What the task asks
Can you repeat the rows, beginning at the line that has "TARGET = stone wall facade" and stopping after the last row, with "instance" swapped for "occurrence" and nothing else altered? Give only those lines.

Data for this task
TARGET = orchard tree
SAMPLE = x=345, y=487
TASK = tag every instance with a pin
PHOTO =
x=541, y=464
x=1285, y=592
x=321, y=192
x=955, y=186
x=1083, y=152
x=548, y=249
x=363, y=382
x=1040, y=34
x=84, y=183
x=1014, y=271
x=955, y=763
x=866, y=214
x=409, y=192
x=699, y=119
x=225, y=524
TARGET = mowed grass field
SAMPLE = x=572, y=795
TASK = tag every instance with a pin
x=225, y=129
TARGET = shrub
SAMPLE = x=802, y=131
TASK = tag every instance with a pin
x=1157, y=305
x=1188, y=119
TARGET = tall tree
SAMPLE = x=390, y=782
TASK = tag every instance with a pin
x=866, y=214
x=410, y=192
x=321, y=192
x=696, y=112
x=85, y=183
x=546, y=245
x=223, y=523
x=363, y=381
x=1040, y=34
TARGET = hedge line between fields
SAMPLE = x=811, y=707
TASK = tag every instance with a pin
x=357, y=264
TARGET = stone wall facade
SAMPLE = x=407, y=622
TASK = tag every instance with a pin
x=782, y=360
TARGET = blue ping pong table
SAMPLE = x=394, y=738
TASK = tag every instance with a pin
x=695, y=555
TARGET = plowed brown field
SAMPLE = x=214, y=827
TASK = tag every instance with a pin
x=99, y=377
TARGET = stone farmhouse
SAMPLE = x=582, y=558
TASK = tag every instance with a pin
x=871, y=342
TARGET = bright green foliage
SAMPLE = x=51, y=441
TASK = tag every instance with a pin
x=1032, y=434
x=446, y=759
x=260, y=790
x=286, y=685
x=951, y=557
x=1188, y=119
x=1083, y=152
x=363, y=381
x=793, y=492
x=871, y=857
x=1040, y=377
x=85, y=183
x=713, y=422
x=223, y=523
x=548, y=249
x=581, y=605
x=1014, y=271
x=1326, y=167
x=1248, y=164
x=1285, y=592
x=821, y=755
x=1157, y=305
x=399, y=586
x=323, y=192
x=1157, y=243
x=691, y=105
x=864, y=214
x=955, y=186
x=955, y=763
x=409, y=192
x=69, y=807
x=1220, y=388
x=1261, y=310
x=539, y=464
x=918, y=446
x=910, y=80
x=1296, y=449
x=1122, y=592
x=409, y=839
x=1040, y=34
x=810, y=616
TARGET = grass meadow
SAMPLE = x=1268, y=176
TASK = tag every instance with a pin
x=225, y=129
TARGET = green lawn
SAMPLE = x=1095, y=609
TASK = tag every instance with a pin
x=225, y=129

Answer to this problem
TARGET = stone wall facade
SAMPLE = x=407, y=622
TASK = tag every occurrence with a pin
x=782, y=360
TARGET = blue ping pong table
SAMPLE = x=394, y=738
TASK = tag every occurrence with a pin
x=695, y=555
TARGET = plowed brown field
SAMPLE = x=214, y=827
TASK = tag every occurrence with a pin
x=99, y=377
TARGET = stone farmhouse
SAMPLE = x=582, y=558
TASK = tag every occurrence with a pin
x=871, y=342
TARGET = bright green foliage
SAMPLE = x=51, y=441
TASK = tag every occurrence with a pin
x=1032, y=434
x=446, y=759
x=260, y=790
x=286, y=685
x=951, y=557
x=1188, y=119
x=1083, y=152
x=363, y=381
x=793, y=492
x=871, y=857
x=1040, y=377
x=85, y=183
x=713, y=422
x=223, y=523
x=548, y=249
x=581, y=605
x=1014, y=271
x=1326, y=167
x=1248, y=164
x=1285, y=592
x=821, y=755
x=1157, y=305
x=399, y=586
x=323, y=192
x=1157, y=243
x=691, y=105
x=864, y=214
x=955, y=186
x=955, y=763
x=409, y=192
x=69, y=807
x=1220, y=388
x=1261, y=310
x=539, y=464
x=918, y=446
x=910, y=80
x=1296, y=449
x=1122, y=592
x=409, y=839
x=1040, y=34
x=810, y=616
TARGET = grass meadow
SAMPLE = x=1268, y=176
TASK = tag every occurrence with a pin
x=225, y=129
TARGET = green lawn
SAMPLE = x=1095, y=609
TASK = tag every occurrence with a pin
x=225, y=129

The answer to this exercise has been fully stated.